Begin Extracted information

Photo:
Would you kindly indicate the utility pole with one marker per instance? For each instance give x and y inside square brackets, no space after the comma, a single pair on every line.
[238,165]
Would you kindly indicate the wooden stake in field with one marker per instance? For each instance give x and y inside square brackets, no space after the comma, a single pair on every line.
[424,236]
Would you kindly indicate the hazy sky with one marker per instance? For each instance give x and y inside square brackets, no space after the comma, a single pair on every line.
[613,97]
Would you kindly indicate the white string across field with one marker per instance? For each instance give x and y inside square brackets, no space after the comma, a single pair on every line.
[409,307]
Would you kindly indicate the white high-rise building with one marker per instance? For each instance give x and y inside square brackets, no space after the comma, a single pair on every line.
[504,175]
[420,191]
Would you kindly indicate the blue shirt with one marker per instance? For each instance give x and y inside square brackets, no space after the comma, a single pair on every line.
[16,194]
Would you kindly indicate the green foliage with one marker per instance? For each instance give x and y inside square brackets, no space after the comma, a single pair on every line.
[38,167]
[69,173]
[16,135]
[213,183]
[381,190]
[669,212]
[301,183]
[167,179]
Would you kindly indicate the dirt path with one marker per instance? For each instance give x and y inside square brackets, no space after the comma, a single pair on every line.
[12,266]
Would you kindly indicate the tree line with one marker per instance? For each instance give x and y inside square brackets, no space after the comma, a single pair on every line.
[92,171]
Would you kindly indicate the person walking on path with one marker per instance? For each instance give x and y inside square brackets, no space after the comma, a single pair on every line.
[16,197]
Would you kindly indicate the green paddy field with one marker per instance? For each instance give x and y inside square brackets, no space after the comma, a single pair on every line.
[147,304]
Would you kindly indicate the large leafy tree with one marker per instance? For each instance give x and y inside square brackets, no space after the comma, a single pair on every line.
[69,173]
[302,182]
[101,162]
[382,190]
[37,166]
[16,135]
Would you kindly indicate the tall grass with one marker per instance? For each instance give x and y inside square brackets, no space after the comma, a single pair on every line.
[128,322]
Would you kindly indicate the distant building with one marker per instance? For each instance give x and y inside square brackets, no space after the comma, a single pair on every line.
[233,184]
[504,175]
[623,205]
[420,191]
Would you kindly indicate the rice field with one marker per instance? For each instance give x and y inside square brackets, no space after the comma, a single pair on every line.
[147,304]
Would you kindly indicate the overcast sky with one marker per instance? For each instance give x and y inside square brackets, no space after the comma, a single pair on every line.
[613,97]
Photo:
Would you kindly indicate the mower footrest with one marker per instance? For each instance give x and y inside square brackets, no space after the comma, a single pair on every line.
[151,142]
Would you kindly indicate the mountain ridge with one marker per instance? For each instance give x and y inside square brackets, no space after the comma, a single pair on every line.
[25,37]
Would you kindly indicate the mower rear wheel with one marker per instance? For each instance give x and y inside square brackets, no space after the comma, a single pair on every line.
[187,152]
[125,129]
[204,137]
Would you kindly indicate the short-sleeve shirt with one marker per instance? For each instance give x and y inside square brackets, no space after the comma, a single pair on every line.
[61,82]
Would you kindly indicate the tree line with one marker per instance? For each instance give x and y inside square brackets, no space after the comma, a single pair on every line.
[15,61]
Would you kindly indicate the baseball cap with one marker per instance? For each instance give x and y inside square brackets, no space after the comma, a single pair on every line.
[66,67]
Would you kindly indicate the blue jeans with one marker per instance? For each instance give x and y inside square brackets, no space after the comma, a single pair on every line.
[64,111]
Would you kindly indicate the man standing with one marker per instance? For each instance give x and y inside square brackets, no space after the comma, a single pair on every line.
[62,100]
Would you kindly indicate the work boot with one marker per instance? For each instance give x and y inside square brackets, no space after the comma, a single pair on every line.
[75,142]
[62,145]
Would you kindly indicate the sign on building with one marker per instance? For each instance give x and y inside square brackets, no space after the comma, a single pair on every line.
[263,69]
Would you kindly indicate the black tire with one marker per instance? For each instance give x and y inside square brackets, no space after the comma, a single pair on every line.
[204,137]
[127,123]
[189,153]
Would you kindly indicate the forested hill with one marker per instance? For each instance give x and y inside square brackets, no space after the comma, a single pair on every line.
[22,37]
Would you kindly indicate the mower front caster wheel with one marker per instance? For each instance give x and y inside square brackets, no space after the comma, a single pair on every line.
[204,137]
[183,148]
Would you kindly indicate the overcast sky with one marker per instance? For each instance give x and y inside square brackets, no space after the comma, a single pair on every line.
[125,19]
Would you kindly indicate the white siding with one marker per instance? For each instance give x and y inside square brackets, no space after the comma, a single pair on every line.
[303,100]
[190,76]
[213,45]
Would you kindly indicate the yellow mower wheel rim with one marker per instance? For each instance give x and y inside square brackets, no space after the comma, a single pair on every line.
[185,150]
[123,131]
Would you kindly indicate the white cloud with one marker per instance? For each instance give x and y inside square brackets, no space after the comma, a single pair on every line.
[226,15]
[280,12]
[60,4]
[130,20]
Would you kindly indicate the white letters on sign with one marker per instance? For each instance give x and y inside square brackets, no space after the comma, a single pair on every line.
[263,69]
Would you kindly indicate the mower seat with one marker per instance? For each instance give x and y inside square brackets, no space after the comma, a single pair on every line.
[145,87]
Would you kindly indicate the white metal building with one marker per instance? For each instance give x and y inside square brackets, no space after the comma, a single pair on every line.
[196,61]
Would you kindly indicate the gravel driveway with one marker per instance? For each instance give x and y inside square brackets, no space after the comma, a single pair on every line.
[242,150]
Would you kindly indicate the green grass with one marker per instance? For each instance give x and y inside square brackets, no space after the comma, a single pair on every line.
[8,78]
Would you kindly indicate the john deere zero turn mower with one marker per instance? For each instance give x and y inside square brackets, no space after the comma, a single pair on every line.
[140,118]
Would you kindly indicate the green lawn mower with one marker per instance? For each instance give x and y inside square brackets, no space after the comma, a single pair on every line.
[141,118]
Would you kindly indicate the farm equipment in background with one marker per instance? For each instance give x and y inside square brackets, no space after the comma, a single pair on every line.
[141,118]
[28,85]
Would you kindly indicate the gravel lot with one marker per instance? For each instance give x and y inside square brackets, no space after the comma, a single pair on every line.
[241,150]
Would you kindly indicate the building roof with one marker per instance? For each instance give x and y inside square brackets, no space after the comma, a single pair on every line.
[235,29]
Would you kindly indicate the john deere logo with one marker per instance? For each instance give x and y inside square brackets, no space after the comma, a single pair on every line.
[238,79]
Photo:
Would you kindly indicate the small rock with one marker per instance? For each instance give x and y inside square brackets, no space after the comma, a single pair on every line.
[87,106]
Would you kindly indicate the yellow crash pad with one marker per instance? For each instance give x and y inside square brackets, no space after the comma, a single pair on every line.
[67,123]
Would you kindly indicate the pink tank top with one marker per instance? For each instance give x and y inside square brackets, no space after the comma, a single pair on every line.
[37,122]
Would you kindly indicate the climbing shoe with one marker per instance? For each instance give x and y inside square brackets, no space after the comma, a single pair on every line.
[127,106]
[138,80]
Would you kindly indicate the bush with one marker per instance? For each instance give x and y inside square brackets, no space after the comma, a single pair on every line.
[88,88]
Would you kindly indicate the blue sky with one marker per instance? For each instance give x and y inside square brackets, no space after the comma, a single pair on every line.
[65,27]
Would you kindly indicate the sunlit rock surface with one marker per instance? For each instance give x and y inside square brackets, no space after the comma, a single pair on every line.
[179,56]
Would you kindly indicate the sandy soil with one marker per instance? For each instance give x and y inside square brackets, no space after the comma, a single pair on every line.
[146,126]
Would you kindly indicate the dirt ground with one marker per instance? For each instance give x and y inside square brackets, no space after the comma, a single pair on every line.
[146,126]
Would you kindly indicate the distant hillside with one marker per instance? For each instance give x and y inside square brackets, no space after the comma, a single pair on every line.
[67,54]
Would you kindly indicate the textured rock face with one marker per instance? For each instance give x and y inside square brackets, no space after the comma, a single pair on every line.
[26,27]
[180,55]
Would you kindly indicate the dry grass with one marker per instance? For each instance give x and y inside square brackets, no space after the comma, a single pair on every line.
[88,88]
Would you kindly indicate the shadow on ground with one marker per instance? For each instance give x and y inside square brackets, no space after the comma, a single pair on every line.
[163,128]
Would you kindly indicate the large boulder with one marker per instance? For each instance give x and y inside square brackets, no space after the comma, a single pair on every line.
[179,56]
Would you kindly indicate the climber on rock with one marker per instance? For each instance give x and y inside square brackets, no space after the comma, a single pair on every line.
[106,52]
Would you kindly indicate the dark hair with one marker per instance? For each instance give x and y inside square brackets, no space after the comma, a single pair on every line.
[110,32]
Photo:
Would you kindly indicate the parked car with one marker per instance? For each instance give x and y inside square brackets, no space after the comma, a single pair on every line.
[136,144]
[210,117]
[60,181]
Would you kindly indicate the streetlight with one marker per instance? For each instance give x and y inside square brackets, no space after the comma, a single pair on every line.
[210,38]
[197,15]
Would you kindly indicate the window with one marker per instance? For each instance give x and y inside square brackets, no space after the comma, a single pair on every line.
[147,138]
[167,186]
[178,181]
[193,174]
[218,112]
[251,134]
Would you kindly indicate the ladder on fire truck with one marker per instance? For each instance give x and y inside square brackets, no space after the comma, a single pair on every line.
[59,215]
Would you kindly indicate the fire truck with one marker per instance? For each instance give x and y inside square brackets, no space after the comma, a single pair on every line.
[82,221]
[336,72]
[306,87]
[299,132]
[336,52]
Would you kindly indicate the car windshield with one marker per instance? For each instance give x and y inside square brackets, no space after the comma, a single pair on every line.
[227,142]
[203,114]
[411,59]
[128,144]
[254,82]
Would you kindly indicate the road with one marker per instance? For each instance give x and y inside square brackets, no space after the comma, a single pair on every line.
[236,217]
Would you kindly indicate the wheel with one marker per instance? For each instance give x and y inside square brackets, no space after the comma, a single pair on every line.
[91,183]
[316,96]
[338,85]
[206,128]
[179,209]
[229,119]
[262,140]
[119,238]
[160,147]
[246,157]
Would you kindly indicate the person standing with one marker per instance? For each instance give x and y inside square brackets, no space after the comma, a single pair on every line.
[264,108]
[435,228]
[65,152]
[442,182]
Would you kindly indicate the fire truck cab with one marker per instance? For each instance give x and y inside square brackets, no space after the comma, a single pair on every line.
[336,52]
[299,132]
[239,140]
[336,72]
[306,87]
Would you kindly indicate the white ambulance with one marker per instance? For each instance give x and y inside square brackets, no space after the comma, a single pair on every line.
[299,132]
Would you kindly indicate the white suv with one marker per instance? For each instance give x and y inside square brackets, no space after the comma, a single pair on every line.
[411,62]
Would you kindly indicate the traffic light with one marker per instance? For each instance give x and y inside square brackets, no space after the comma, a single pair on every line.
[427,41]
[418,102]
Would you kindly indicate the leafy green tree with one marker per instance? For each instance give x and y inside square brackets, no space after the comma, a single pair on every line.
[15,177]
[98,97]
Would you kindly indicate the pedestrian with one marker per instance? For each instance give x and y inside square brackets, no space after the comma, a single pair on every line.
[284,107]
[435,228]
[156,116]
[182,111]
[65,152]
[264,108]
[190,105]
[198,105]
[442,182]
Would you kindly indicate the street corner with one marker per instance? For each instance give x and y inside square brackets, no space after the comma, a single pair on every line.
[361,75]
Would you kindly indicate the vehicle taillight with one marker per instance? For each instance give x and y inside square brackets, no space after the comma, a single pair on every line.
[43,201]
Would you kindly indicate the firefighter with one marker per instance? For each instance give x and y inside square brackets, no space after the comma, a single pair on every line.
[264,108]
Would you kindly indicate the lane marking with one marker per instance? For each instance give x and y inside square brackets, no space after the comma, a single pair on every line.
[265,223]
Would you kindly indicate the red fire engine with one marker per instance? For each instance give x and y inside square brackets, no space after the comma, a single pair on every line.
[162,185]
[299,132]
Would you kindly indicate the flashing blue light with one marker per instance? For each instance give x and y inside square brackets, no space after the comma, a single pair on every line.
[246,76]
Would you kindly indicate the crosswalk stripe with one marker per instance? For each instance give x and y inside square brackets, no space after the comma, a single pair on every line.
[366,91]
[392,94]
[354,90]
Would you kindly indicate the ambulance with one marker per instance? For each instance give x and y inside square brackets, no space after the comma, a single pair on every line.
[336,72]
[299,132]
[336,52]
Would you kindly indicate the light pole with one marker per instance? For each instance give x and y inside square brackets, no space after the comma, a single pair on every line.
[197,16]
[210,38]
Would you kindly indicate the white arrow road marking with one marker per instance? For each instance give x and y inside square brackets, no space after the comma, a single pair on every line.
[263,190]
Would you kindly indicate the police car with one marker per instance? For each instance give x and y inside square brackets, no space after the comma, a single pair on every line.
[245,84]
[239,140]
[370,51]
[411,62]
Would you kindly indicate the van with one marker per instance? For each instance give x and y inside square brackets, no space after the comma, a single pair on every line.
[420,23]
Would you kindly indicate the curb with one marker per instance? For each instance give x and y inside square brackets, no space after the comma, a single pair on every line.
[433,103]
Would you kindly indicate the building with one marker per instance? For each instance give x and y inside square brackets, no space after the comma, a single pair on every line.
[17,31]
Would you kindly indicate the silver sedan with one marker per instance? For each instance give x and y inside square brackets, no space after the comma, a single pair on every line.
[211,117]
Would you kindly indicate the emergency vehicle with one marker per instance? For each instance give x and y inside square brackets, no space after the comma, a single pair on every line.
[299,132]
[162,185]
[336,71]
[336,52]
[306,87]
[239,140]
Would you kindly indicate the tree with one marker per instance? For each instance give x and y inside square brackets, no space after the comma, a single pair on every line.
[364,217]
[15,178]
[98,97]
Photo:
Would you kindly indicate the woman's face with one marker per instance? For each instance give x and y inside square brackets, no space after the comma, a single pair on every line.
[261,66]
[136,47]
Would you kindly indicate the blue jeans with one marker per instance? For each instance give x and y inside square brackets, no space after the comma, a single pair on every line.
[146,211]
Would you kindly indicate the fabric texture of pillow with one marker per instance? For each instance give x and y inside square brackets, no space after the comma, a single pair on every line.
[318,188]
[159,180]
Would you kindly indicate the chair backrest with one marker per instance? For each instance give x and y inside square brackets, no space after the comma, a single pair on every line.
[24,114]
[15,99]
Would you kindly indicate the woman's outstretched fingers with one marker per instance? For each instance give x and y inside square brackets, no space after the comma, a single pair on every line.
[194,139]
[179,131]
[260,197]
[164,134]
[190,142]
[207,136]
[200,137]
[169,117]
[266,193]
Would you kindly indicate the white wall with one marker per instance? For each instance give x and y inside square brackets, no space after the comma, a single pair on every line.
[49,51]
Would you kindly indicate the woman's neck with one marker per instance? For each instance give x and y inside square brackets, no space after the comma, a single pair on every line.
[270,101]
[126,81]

End Extracted information

Brief — Return exactly the lines from the line bearing "Would you kindly indicate the fabric" to the end of the records, inclusive of both; include no other lines.

Reply to the task —
Would you kindly indicate the fabric texture of pillow with one marker per instance? For each instance give x and y inside square brackets, no space after the comma, a single pair on every line.
[318,188]
[159,180]
Would you kindly indicate the chair backrest with one marker per instance? For each instance give x and y inside square brackets, no space after the comma, a single pair on every line.
[24,114]
[15,99]
Would you kindly indicate the woman's outstretched fingers with one marker per instance? For each instance give x and y inside square brackets, no space after the comma, a single pair on every line.
[194,139]
[179,131]
[260,197]
[164,134]
[190,142]
[207,136]
[200,137]
[169,117]
[266,193]
Would you kindly indicate the white wall with one marker per instance? For each instance give x and y inside square brackets, no space after the comma, a single pair on every line.
[49,51]
Would you kindly indicate the woman's neck with one marker per instance? For each instance give x and y inside square brackets, no space after the comma, a single pair on every line.
[270,101]
[126,81]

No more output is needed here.